◆ Required work
Nothing but an exact repeat of the entries below should appear in your answer.

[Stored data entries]
....

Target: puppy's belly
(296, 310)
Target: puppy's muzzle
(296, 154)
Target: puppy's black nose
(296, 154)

....

◆ Answer area
Target: puppy's belly
(296, 310)
Target: puppy's muzzle
(296, 154)
Target: puppy's black nose
(296, 154)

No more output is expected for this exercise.